◆ WORK ITEM: Reproduce exactly the line with "the old sepia" and the lines after it. Stop at the last line of the data and include nothing else.

::::

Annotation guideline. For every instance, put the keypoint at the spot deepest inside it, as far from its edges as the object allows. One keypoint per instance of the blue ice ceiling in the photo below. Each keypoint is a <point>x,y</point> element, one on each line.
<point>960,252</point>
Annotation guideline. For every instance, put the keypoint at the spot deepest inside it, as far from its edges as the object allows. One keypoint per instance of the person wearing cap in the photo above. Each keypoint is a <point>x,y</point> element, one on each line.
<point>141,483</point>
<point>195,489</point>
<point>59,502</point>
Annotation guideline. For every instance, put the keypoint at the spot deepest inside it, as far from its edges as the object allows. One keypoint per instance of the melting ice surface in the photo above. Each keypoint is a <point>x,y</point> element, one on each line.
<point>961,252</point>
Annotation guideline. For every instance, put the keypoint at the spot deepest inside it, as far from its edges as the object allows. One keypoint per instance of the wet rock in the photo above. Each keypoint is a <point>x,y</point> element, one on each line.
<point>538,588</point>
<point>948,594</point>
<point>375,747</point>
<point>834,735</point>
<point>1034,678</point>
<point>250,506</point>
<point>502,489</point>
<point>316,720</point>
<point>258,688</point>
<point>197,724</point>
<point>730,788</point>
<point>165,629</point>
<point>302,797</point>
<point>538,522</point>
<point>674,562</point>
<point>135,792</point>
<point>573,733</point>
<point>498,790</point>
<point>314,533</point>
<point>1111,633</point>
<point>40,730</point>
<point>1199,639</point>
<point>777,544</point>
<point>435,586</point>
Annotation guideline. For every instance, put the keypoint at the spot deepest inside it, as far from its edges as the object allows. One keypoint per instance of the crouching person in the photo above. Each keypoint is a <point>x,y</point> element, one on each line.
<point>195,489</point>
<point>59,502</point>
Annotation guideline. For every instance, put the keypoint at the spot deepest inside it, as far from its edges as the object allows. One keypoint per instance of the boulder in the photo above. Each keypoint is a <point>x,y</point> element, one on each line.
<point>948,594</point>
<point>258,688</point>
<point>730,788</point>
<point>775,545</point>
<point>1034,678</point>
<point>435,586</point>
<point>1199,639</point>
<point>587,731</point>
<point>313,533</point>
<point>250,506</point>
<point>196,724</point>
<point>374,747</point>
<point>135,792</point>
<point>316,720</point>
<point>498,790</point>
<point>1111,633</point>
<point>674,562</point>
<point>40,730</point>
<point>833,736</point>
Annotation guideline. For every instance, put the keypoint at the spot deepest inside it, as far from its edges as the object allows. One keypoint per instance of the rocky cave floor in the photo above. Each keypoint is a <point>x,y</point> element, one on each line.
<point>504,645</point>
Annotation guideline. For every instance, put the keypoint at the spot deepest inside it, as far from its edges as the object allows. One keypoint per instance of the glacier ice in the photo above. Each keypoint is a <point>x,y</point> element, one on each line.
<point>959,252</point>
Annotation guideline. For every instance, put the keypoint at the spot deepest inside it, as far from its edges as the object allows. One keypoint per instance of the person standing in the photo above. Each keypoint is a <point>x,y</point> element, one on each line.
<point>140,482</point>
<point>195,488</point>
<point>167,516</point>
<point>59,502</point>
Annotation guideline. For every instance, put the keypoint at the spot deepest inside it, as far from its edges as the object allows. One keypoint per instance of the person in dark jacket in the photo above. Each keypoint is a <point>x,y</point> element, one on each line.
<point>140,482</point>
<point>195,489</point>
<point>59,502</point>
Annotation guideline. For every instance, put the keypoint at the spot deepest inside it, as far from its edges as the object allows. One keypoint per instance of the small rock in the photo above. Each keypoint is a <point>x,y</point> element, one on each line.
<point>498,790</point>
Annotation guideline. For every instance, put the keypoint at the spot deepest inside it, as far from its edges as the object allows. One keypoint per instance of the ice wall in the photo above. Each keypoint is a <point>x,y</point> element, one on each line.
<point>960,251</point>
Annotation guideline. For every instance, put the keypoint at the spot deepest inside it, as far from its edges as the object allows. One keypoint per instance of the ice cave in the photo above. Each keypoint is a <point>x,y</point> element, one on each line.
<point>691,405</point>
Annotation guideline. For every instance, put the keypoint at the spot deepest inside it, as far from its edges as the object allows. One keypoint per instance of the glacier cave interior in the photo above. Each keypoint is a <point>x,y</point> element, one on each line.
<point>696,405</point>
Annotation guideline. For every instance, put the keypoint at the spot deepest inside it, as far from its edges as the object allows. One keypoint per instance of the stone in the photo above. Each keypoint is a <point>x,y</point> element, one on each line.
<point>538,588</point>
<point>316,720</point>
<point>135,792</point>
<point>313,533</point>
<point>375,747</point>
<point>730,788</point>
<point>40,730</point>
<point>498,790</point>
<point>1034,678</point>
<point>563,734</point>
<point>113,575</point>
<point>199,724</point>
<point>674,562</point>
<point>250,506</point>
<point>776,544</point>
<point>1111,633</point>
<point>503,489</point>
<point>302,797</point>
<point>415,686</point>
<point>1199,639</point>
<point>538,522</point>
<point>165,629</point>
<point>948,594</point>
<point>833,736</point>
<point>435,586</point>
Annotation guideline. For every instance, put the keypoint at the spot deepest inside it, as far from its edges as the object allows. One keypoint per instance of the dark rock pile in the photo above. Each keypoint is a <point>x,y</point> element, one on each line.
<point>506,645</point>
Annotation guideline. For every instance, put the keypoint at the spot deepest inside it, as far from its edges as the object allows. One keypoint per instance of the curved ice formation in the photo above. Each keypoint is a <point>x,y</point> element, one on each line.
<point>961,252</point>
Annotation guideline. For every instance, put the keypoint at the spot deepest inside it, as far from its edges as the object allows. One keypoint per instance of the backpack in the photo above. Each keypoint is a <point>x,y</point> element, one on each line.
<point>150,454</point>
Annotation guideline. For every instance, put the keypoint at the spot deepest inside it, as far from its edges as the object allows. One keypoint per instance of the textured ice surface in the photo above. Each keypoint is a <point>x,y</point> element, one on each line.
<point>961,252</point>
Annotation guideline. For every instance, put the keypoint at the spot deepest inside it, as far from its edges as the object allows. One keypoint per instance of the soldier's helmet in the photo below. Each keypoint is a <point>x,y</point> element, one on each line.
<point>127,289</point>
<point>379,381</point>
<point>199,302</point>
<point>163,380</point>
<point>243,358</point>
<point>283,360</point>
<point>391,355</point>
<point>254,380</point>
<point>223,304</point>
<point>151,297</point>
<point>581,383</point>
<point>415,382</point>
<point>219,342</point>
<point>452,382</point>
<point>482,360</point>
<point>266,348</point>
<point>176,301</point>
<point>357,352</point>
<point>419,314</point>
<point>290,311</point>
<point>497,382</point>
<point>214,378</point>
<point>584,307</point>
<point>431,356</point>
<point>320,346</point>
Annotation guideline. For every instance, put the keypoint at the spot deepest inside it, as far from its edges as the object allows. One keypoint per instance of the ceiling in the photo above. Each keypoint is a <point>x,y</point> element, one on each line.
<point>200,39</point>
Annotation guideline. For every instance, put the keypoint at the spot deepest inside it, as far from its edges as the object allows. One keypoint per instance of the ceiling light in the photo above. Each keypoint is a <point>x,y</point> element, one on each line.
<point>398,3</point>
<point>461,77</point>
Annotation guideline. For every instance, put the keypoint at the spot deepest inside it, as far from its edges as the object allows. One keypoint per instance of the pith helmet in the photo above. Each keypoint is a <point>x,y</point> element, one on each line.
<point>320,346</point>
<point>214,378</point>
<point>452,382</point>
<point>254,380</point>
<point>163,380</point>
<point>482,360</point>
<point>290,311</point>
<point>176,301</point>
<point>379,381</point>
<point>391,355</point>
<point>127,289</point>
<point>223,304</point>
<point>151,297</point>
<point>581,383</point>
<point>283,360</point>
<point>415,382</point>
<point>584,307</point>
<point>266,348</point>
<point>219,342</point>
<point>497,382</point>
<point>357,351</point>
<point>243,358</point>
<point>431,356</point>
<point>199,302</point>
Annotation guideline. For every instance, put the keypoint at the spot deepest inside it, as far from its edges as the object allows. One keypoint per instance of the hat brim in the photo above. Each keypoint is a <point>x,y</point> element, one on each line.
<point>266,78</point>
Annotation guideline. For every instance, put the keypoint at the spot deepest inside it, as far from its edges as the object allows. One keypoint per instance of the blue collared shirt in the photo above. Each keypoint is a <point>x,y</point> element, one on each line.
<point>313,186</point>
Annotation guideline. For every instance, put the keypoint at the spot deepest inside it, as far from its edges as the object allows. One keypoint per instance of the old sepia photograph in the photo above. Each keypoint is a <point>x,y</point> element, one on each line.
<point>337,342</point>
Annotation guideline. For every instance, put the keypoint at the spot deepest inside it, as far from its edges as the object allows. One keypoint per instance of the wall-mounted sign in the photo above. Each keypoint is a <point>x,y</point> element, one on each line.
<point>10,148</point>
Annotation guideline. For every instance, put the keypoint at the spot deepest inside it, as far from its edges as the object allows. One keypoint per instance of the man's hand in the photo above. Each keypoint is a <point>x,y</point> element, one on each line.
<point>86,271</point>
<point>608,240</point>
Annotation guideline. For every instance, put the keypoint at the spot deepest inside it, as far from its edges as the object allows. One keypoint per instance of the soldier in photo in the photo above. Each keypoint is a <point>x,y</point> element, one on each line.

::::

◆ RESULT:
Annotation guideline. For every instance, put the keypoint at the spot deepest inside it, as far from its edges as the object allows. One keypoint per instance of the old sepia photograph in the photo above. Each keypoint is a <point>x,y</point> element, one on each line.
<point>337,342</point>
Annotation guideline. For every instance, put the keypoint at the spot deepest inside it, as far from its edges as the object allows. One keypoint per instance of the wall-mounted sign in the photo above. Each keypoint is a <point>x,y</point> element, one on each line.
<point>10,148</point>
Annotation guideline. For every instance, put the keypoint at the spot deepest inside it, as far from its edges as the object allows. One keypoint per instance of the man's hand in the photo above. Each keypoint is a <point>x,y</point> element, one on each line.
<point>86,271</point>
<point>608,240</point>
Annotation guideline. For every instance, put the keypoint at the spot deepest inside it, as far from its edges as the object allows. One keypoint per instance of the soldier in photo in the photo above. Each keypoint is a <point>x,y</point> element, one on each line.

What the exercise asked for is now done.